**Supplied passage:**
Kati Simveni (; ) is the name of a Greek album by singer Anna Vissi. The album was released in Greece and Cyprus by CBS Greece in 1985. This album includes her signature song "Dodeka". The album reached gold status.

Background
Na 'Hes Kardia'''s moderate chart performance at the time brought sceptiscism to Vissi's label executives over Nikos Karvelas's competence to entirely produce a successful album. As a part of the production team instead, Greek composer and musician Antonis Vardis was recruited, in an attempt to diversify the sound of the new album, as to appeal to younger generations. Vardis was already known, having collaborated with top-profile artists, such as George Dalaras, Haris Alexiou, Vasilis Papakonstantinou, Dimitra Galani and Giannis Poulopoulos and also helping new artists being introduced to the audience, like Manolis Lidakis and Eleni Dimou. He was also an old partner to Vissi, being on her shows in Plaka, Athens during mid-70s and contributing songs for her debut album As Kanoume Apopse Mian Arhi in 1977. Vardis and Karvelas shared the creative part equally, composing five songs each, though mostpart of the production was undertook and supervised by Vardis. "Dodeka" was the only track produced by Karvelas, who is also credited with composing and arranging all instruments. Lyrics were penned by Sarantis Alivizatos, Manos Koufianakis, Nikos Karvelas, Anna Vissi and Filippos Nikolaou.

Release
Though the album was first released on vinyl LP and cassettes in September 1985, five tracks made it into the digital release of next Vissi's album I Epomeni Kinisi in early 1988 as bonus tracks. Those tracks were: "Dodeka", "San Ke Mena Kamia", "Kati Simveni", "Ti Eho Na Haso", "Ki Omos Ehis Figi", as appeared on the CD's track listing, meaning they were among the first songs in Greece ever to be released on the newly-then marketed format.

The full album was officially released on CD format in 1992 as a joint package with 1984's album Na 'Hes Kardia. In 1996, a separate, stand-alone release was scheduled as a part of the OK! Budget Price series Sony Music Greece launched at the time.

**Parts of the exercise:**
#1 Can you reproduce, word for word, the stretch of the Kati Simveni article from "Kati Simveni (;" through "reached gold status."?
#2 Could you resume the Kati Simveni article and continue it from its last sentence?

**Information provided:**

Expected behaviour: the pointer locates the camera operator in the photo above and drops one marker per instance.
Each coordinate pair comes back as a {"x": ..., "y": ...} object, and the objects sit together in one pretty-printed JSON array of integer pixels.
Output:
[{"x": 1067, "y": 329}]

**Answers to the exercises:**
#1
Kati Simveni (; ) is the name of a Greek album by singer Anna Vissi. The album was released in Greece and Cyprus by CBS Greece in 1985. This album includes her signature song "Dodeka". The album reached gold status.

#2
In 2019, the album was selected for inclusion in the Panik Gold box set The Legendary Recordings 1982-2019. The release came after Panik's acquisition rights of Vissi's back catalogue from her previous record company Sony Music Greece. This box set was printed on a limited edition of 500 copies containing CD releases of all of her albums from 1982 to 2019 plus unreleased material.

Reception
The first single "Dodeka" peaked on the radio stations almost immediately and soon became number one. It would become her signature song and is considered a classic song of pop music in Greece.

Second single "San Ke Mena Kamia" also had the success of "Dodeka" by reaching number one. Both tracks were released on a promotional vinyl 45 rpm disc in 1985.

Covers
Anna Vissi released live recordings of her songs "Dodeka" and "San kai mena kamia" in her 1993 and 2004 live albums. Also a "Dodeka" video clip was shot live in Asteria Night Club in 2000, and a "Dodeka/Den Thelo Na Ksereis" medley video clip was shot to promote her 2004 Live album.
 
The song "Ki Omos Ehis Figi" was covered in 1999 by Greek singer Elli Kokkinou for her debut studio album Epikindyna Paihnidia''.

Track listing 
 "Kati Simveni" (Something's going on)
 "Ti Eho Na Haso" (What do I have to lose)
 "Ki Omos Ehis Figi" (But you're gone)
 "Agapa Me" (Love me)
 "Otan Tha'Rthis" (When you will come back)
 "Dodeka" (Twelve o'clock)
 "San Ke Mena Kamia" (No-one like me)
 "O,ti Ki An Pis" (Whatever you say)
 "Ke Se Girevo" (I'm looking for you)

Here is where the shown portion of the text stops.